(Material for this exercise)
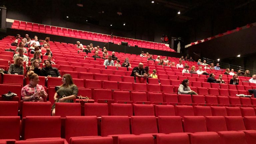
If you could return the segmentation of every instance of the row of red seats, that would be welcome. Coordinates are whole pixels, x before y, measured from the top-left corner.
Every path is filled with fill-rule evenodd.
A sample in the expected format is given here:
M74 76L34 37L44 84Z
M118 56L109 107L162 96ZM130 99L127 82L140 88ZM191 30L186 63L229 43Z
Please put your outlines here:
M160 116L157 120L154 116L132 116L130 122L127 116L103 116L100 123L95 116L67 116L62 122L58 116L27 116L22 121L24 130L21 134L27 142L33 139L60 140L65 138L70 144L84 143L87 140L89 142L86 143L102 143L108 138L106 139L109 141L104 143L153 144L152 135L159 144L188 144L190 139L192 144L198 144L255 142L255 117L243 119L239 116L184 116L182 122L179 116ZM0 120L6 124L3 126L4 130L0 132L1 138L19 140L19 118L1 117ZM35 126L35 124L42 123ZM97 128L99 123L100 129ZM90 141L92 138L94 141Z

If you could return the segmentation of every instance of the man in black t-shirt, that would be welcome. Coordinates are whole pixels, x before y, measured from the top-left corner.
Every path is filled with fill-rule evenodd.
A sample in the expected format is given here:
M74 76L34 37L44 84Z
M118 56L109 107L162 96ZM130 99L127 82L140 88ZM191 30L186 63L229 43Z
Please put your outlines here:
M147 74L145 72L145 70L143 68L144 65L142 63L139 63L139 65L137 67L135 67L132 69L132 73L131 74L131 76L135 77L137 77L139 78L147 78Z

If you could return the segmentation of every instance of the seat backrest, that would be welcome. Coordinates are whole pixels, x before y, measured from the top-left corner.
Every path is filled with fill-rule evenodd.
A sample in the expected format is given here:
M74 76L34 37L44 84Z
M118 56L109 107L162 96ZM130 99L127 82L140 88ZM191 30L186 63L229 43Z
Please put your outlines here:
M67 116L65 122L65 138L98 135L96 116Z
M156 119L154 116L132 116L132 134L158 133Z
M134 115L154 116L154 106L152 105L133 104Z
M130 134L130 121L127 116L102 116L101 136Z
M60 137L61 123L60 116L27 116L24 139Z
M179 116L159 116L158 121L159 133L183 132L181 120L181 117Z
M65 118L66 116L81 116L81 105L79 103L56 103L55 115Z
M217 132L228 130L223 116L206 116L205 120L208 131Z
M84 104L84 115L96 116L100 117L101 116L108 115L108 104L106 103Z
M0 116L0 139L19 140L19 116Z
M185 132L207 131L205 118L203 116L184 116L183 120Z
M22 105L22 117L27 116L51 116L51 103L24 102Z

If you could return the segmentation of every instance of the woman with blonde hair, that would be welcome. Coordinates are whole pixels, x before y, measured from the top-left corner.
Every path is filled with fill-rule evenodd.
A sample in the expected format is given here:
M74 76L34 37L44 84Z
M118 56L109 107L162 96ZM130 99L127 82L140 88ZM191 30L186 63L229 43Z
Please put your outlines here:
M21 97L24 101L46 101L48 95L43 86L38 84L39 77L33 71L28 73L27 77L29 79L29 83L21 89Z
M77 96L78 89L73 83L72 77L69 74L63 75L62 84L54 94L53 98L55 102L52 107L52 115L55 115L55 104L56 102L73 103L73 100Z

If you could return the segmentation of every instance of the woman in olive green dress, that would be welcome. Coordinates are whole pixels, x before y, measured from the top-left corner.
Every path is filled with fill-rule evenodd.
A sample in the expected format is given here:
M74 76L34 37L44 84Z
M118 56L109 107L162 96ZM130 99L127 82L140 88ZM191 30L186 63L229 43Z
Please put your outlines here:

(Do this)
Rewrite the part of the data that opens with the line containing "the woman in" and runs through the end, with "olive green" changed to "dark red" and nothing else altered.

(Response for this exercise)
If you could return the segmentation of every instance of the woman in dark red dress, that would be welcome. Coordinates are whole pixels, x before y, measured from the top-left corner.
Every path is filled with fill-rule evenodd.
A sample in the expected format is given here:
M74 76L34 37L44 84Z
M118 56L109 107L162 96ZM130 99L127 82L140 88ZM191 30L186 63L229 43Z
Please put your outlines here:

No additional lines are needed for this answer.